» **PROBLEM REQUIREMENTS**
Copy out the data verbatim, from the line containing "For the benchmark run, find the yellow-green" up to and including the line containing "Target: yellow-green leaf".

» **DATASET CONTENT**
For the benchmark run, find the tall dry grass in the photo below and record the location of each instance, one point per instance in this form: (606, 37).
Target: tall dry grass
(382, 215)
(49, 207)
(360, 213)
...
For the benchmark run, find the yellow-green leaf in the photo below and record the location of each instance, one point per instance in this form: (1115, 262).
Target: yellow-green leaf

» **RESPONSE BELOW**
For the benchmark run, find the yellow-green leaf in the photo below and record the location of each instance, one point per instance in this form: (1115, 262).
Target: yellow-green leaf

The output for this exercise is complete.